# Job
Put the lines from the one containing "Wanted | a point on the locomotive headlight, one" through the end of the material, both ends included, into a numbered list with any blank lines omitted.

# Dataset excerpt
START

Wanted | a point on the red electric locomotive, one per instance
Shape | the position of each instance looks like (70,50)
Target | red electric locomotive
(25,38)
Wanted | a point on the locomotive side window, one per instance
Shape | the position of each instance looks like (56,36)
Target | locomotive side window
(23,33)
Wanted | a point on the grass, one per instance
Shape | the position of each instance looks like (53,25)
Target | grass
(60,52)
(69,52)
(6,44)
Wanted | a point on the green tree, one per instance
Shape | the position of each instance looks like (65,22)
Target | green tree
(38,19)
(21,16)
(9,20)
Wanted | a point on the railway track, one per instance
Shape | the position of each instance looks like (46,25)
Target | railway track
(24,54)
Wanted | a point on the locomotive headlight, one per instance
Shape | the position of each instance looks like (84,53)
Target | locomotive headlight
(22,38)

END

# Reply to the exercise
1. Wanted | a point on the locomotive headlight, one per instance
2. Shape | the position of each instance looks like (84,53)
3. Target | locomotive headlight
4. (22,38)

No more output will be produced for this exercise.